[Point-per-instance localization data]
>>>>
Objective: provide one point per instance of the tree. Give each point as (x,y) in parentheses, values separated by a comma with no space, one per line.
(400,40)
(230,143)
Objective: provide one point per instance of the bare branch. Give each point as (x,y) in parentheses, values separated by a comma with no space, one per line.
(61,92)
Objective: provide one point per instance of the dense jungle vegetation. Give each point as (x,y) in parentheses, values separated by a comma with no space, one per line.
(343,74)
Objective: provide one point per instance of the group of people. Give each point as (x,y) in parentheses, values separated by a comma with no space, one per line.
<<<<
>>>>
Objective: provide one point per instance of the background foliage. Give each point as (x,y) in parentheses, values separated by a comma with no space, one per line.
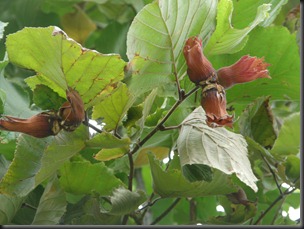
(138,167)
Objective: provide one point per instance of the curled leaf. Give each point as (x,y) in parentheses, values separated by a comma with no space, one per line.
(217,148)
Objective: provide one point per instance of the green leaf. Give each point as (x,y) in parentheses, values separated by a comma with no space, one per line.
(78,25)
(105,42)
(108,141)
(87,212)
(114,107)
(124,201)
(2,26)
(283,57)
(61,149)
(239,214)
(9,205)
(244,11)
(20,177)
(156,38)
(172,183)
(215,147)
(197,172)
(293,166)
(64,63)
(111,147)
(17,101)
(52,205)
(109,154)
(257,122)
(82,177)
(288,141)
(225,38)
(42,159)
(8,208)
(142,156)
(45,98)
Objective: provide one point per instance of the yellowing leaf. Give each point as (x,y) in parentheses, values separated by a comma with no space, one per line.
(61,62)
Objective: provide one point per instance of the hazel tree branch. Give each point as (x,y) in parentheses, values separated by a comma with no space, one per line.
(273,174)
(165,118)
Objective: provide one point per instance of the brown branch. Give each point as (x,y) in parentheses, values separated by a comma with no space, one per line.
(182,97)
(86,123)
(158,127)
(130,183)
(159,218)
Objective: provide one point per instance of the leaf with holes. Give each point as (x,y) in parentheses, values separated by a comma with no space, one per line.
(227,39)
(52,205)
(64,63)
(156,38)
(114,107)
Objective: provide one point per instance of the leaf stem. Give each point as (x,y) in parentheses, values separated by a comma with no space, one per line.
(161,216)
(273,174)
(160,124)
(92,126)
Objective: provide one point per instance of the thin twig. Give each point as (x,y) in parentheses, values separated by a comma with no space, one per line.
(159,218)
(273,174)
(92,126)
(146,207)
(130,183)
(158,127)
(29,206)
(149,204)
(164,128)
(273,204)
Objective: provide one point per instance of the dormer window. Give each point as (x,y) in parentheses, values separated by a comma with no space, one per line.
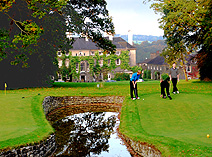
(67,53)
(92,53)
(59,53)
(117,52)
<<<<
Problem to work on
All lines above from the one holding "Objective: provide one point per instance of the tree." to the one holding "Objective: provide one point per instance of the group", inclusive, are to be copied exactly; no other line is wanted.

Your response
Objective: provide one point per instance of the tree. Give each point as (x,y) in parentheses, values separated by a comma with no space, one per line.
(400,40)
(230,143)
Objective: provide one point per instance of the bare branch. Give each point as (x,y) in parentheses, values separated by a comma with no space, one per line.
(61,92)
Objective: provide one point per instance of the dense jungle vegetation. Give each point as (x,y) in parentheses, values separated by a comma with no space, one per line.
(343,74)
Objective: provide one point per instance of the group of people. Give each point as (x,y) in parentheses, values separated by a comma with no space, one per line.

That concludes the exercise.